--- START ---

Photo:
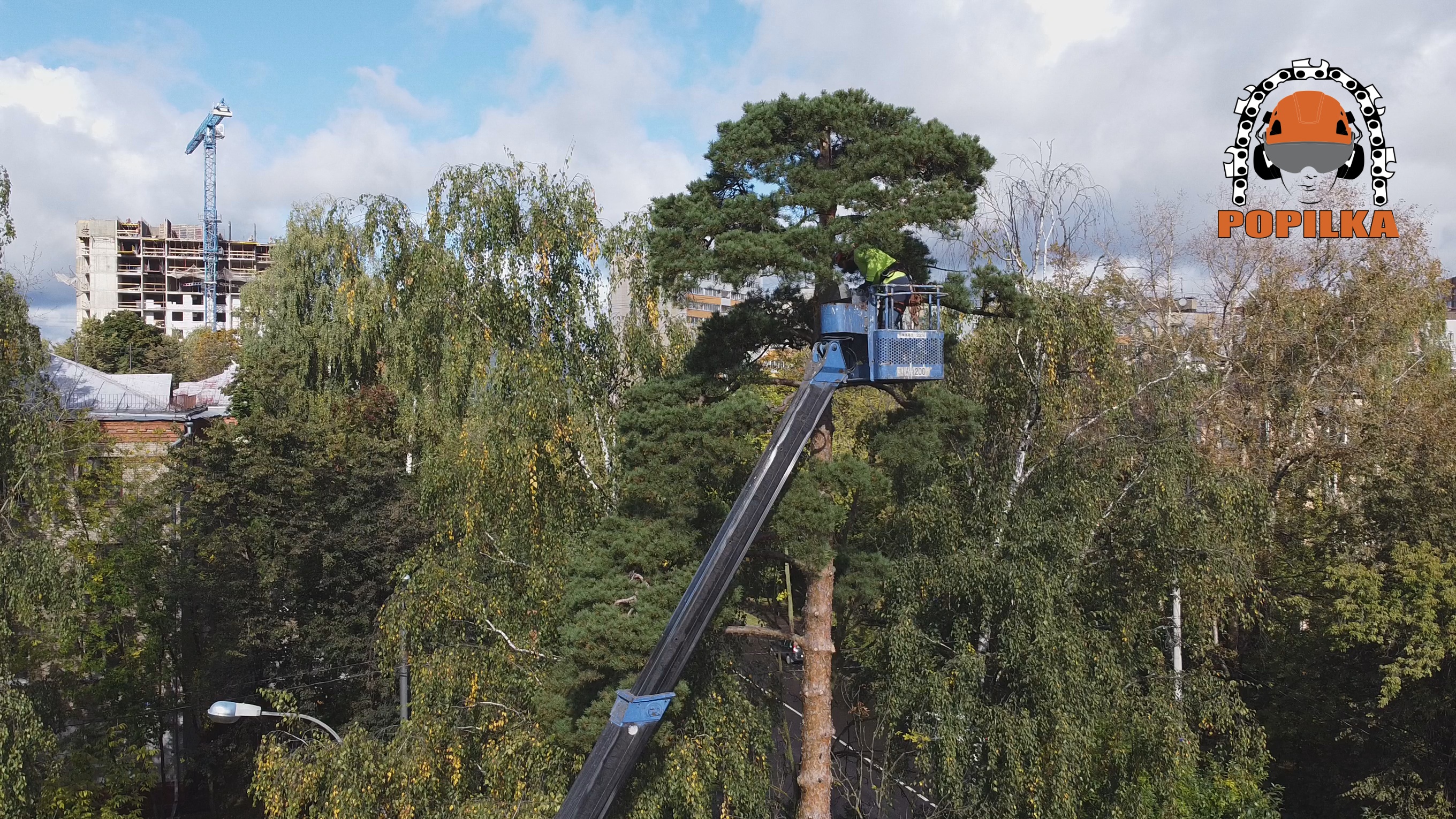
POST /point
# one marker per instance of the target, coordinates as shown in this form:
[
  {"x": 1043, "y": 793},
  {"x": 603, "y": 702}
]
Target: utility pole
[
  {"x": 404, "y": 677},
  {"x": 1177, "y": 642},
  {"x": 403, "y": 672}
]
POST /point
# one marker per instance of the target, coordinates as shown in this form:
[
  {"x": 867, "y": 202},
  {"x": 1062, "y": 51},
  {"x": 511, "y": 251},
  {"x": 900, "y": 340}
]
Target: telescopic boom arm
[{"x": 638, "y": 711}]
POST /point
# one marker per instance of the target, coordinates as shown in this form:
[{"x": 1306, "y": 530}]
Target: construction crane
[
  {"x": 207, "y": 136},
  {"x": 861, "y": 343}
]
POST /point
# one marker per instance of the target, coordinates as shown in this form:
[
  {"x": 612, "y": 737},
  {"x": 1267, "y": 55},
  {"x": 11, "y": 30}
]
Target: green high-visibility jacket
[{"x": 874, "y": 263}]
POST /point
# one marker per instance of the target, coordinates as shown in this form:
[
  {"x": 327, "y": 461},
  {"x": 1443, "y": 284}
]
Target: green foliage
[
  {"x": 122, "y": 343},
  {"x": 1046, "y": 505},
  {"x": 6, "y": 223},
  {"x": 729, "y": 343},
  {"x": 204, "y": 353},
  {"x": 27, "y": 757},
  {"x": 781, "y": 176}
]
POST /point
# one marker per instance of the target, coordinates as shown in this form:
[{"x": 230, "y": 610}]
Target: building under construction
[{"x": 156, "y": 270}]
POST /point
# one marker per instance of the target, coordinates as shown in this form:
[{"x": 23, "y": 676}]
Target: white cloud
[
  {"x": 1138, "y": 91},
  {"x": 382, "y": 86},
  {"x": 1068, "y": 22}
]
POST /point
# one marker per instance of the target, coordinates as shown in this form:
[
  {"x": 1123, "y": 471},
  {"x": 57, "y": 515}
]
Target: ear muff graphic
[
  {"x": 1354, "y": 165},
  {"x": 1261, "y": 164},
  {"x": 1309, "y": 128}
]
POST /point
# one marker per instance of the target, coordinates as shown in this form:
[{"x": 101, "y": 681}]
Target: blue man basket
[{"x": 881, "y": 344}]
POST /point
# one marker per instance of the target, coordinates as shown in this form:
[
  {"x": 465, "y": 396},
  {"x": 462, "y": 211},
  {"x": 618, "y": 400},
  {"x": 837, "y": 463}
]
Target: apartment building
[
  {"x": 156, "y": 270},
  {"x": 694, "y": 308}
]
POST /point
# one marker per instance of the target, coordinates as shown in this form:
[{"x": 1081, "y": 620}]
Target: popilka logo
[{"x": 1308, "y": 142}]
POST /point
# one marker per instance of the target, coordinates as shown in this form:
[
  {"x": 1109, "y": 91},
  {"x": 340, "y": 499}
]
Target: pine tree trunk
[{"x": 816, "y": 773}]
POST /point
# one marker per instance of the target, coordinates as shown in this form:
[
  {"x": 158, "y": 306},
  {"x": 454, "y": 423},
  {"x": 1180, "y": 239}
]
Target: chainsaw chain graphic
[{"x": 1368, "y": 98}]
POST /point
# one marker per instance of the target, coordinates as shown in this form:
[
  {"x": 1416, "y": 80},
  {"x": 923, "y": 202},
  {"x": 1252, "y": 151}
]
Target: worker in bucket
[{"x": 880, "y": 269}]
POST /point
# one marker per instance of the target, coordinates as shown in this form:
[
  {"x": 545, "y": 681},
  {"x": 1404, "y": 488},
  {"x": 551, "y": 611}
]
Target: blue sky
[
  {"x": 287, "y": 66},
  {"x": 98, "y": 100}
]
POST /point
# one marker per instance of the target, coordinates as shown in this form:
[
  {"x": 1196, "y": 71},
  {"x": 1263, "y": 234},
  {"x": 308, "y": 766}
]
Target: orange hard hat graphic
[{"x": 1309, "y": 128}]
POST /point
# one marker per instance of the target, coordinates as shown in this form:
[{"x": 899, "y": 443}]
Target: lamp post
[{"x": 228, "y": 713}]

--- END ---

◆ What you need to do:
Above are records to transcribe exactly; leave their pictures out.

◆ Result of the exercise:
Photo:
POST /point
# one marker per instance of the target, coordinates as shown in this form:
[
  {"x": 1043, "y": 793},
  {"x": 603, "y": 702}
]
Target: utility pole
[
  {"x": 404, "y": 677},
  {"x": 1177, "y": 642},
  {"x": 403, "y": 672}
]
POST /point
# one marker per instance of the target, coordinates as shown in this form:
[
  {"x": 867, "y": 202},
  {"x": 1062, "y": 51},
  {"x": 511, "y": 251},
  {"x": 900, "y": 340}
]
Target: telescopic boom arm
[{"x": 638, "y": 711}]
POST /point
# one marker per instance of the target, coordinates as shown in this form:
[{"x": 1306, "y": 530}]
Target: construction crane
[
  {"x": 207, "y": 136},
  {"x": 861, "y": 343}
]
POST /point
# one marker per instance of the target, coordinates as shown in this form:
[
  {"x": 612, "y": 737},
  {"x": 1267, "y": 55},
  {"x": 11, "y": 30}
]
Target: green high-visibility jacket
[{"x": 874, "y": 263}]
POST /point
# one marker per instance of the target, coordinates as shown in this form:
[
  {"x": 327, "y": 461},
  {"x": 1443, "y": 284}
]
Target: green foliage
[
  {"x": 122, "y": 343},
  {"x": 1046, "y": 505},
  {"x": 6, "y": 223},
  {"x": 729, "y": 343},
  {"x": 204, "y": 353},
  {"x": 27, "y": 757},
  {"x": 781, "y": 176}
]
POST /point
# one marker per instance of the target, coordinates as shown in this form:
[{"x": 230, "y": 610}]
Target: building under construction
[{"x": 156, "y": 270}]
POST /point
# one marker per instance of the target, coordinates as shown in this form:
[{"x": 23, "y": 676}]
Target: white cloud
[
  {"x": 1138, "y": 91},
  {"x": 382, "y": 86},
  {"x": 1068, "y": 22}
]
POST /point
# one marker per instance of the target, coordinates as shown in this form:
[
  {"x": 1123, "y": 471},
  {"x": 57, "y": 515}
]
Target: ear muff graphic
[
  {"x": 1354, "y": 165},
  {"x": 1261, "y": 164},
  {"x": 1309, "y": 128}
]
POST /point
# one marker per instance of the target, coordinates as shown in this form:
[{"x": 101, "y": 681}]
Target: blue man basket
[{"x": 881, "y": 344}]
POST /point
# one marker per instance of the target, coordinates as shown in this form:
[
  {"x": 465, "y": 396},
  {"x": 462, "y": 211},
  {"x": 618, "y": 400},
  {"x": 837, "y": 463}
]
Target: apartment building
[
  {"x": 156, "y": 270},
  {"x": 694, "y": 308}
]
POST /point
# one marker per instance of the target, coordinates as shown in this form:
[{"x": 1081, "y": 620}]
Target: popilka logo
[{"x": 1308, "y": 142}]
POST /point
# one marker per instance of the target, coordinates as shown in this form:
[
  {"x": 1109, "y": 91},
  {"x": 340, "y": 499}
]
Target: pine tree trunk
[{"x": 816, "y": 773}]
POST /point
# one marker per instance of the target, coordinates as shown in this form:
[
  {"x": 158, "y": 306},
  {"x": 454, "y": 423},
  {"x": 1180, "y": 239}
]
Target: chainsaw chain graphic
[{"x": 1368, "y": 98}]
POST /point
# one marker per instance of the target, coordinates as shown in this form:
[
  {"x": 1416, "y": 80},
  {"x": 923, "y": 202},
  {"x": 1252, "y": 151}
]
Target: worker in bucket
[{"x": 880, "y": 269}]
POST /point
# one marker per instance of the target, coordinates as shown in this form:
[
  {"x": 545, "y": 681},
  {"x": 1404, "y": 488},
  {"x": 551, "y": 611}
]
Target: blue sky
[
  {"x": 287, "y": 66},
  {"x": 98, "y": 100}
]
POST /point
# one marker per instance of the target, coordinates as shown in this form:
[
  {"x": 1196, "y": 71},
  {"x": 1263, "y": 234},
  {"x": 308, "y": 766}
]
Target: orange hard hat graphic
[{"x": 1309, "y": 128}]
POST /point
# one marker per instance of the target, coordinates as shown in this form:
[{"x": 899, "y": 443}]
Target: lamp post
[{"x": 228, "y": 713}]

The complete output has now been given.